■ WORK REQUIRED:
Pull out every line in the rows below that contains the word "dark", and copy each one on its own line.

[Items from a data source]
____________
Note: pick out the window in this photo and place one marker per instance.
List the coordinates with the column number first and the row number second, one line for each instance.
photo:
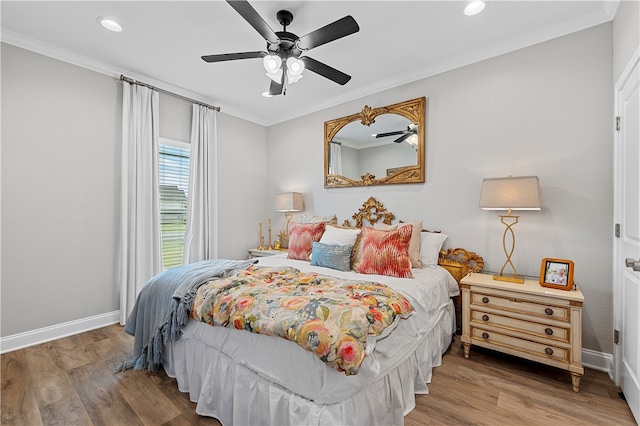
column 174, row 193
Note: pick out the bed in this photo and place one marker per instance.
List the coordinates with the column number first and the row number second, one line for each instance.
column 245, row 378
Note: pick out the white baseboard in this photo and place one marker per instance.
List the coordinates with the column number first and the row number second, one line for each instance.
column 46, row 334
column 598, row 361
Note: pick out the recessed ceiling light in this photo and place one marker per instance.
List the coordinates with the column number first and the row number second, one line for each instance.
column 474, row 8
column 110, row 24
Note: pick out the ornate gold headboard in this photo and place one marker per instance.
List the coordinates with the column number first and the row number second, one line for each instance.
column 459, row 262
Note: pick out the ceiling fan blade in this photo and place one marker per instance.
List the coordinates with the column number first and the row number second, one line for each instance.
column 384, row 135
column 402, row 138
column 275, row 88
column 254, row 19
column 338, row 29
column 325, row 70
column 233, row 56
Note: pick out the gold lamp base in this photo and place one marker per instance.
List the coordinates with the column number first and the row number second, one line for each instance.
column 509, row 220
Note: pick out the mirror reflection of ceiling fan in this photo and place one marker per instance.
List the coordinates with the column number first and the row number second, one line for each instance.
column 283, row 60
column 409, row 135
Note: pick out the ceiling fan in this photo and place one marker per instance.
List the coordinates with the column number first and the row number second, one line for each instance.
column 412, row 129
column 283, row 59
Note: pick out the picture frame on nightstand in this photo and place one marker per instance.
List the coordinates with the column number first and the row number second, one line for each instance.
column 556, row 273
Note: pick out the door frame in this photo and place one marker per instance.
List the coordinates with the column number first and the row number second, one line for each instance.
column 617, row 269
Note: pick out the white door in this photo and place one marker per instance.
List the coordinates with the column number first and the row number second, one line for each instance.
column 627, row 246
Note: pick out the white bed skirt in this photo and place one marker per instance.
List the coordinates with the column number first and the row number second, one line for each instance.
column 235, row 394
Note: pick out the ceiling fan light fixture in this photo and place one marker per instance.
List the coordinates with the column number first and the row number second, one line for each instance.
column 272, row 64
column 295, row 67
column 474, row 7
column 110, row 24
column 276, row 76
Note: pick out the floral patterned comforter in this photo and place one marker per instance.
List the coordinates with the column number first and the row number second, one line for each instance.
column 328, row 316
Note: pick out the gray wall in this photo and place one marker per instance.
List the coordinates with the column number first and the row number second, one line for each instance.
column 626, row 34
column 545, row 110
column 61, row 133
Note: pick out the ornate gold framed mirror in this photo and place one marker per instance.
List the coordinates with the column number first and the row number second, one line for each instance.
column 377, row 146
____________
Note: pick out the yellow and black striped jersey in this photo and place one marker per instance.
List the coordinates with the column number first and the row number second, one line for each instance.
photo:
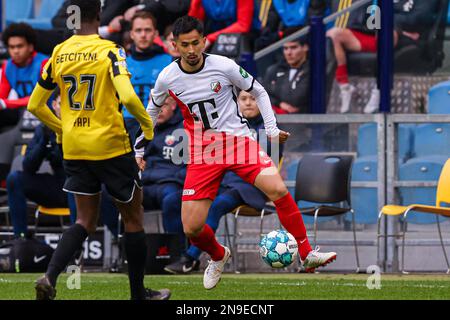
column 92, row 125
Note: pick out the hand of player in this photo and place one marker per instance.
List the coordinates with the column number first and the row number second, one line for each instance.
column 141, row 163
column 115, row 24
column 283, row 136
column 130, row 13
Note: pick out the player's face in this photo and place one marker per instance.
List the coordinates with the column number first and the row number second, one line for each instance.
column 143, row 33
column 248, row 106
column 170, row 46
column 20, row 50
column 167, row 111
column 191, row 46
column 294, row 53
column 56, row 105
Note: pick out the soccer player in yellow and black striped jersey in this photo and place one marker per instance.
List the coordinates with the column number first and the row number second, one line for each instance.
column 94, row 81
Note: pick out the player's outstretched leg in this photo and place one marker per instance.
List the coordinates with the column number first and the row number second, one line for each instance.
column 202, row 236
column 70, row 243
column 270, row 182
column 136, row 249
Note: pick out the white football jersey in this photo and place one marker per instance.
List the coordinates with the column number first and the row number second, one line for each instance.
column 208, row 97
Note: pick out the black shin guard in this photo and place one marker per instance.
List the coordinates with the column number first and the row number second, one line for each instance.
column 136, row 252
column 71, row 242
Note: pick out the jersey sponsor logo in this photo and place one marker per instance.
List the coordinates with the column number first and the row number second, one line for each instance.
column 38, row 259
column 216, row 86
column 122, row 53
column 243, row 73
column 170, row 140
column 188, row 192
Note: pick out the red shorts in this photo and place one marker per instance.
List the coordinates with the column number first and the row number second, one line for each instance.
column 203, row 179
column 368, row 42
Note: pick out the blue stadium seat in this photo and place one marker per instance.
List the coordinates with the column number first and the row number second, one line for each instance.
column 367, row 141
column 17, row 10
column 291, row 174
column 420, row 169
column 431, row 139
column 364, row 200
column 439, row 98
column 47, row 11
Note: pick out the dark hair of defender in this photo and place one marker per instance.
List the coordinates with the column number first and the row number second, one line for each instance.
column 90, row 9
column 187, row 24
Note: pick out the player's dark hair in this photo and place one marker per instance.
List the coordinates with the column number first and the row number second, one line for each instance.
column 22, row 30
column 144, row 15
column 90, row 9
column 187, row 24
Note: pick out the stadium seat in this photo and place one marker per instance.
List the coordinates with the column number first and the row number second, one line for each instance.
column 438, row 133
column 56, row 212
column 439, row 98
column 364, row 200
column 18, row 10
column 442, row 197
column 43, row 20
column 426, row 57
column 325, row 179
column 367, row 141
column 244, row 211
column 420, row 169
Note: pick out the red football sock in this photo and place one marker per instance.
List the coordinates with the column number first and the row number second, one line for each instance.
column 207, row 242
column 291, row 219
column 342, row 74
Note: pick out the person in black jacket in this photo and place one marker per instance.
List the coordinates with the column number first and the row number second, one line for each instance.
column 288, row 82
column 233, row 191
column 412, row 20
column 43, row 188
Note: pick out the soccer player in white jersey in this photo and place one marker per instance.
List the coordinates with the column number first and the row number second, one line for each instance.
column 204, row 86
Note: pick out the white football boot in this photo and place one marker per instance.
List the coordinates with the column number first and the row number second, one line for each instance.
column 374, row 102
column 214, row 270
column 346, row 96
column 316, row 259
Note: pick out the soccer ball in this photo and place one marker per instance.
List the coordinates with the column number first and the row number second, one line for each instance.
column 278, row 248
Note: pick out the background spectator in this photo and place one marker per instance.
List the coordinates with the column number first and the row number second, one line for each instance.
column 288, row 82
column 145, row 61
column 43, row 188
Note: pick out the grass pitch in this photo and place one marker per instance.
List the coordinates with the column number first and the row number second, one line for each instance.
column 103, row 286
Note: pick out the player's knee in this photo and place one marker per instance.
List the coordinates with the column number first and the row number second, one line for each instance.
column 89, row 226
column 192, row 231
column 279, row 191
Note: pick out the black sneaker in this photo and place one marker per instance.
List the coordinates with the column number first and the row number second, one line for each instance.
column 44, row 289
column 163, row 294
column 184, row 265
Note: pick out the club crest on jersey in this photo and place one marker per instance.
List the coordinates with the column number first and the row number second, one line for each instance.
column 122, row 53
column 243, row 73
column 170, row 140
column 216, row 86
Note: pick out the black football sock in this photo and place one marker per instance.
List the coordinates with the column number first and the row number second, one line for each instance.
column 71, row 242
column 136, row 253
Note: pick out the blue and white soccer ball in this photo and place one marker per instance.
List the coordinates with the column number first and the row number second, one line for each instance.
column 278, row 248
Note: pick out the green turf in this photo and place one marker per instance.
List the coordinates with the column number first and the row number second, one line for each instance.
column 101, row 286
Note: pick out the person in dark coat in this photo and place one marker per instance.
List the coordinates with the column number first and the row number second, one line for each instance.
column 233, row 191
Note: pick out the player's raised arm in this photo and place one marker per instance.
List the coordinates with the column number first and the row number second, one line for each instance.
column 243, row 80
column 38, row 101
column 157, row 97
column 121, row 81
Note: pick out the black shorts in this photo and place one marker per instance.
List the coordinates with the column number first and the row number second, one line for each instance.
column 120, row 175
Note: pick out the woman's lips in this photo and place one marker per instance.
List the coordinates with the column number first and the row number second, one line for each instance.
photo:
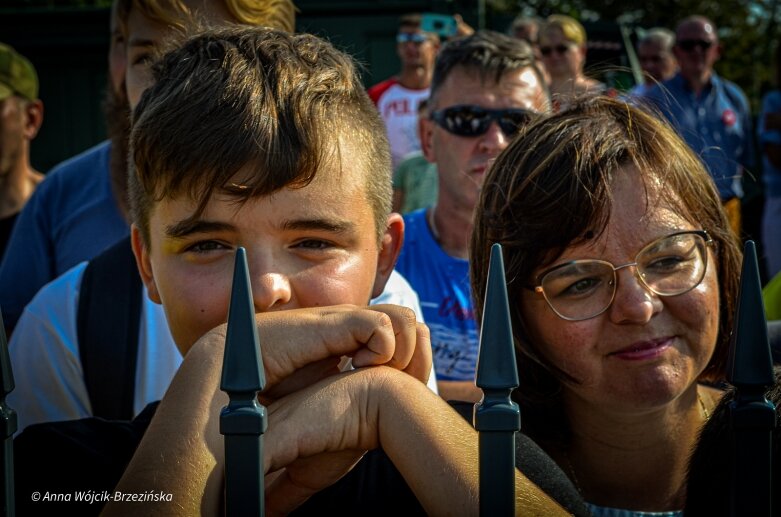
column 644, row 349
____________
■ OUTPUT FOR THIS TASK:
Note: pick out the dark hair of defender in this photo and place one marker per instance.
Note: pick out the player's dark hair in this photo and place one marker per instance.
Note: pick out the person in dark coat in this photo and place one marker per instance.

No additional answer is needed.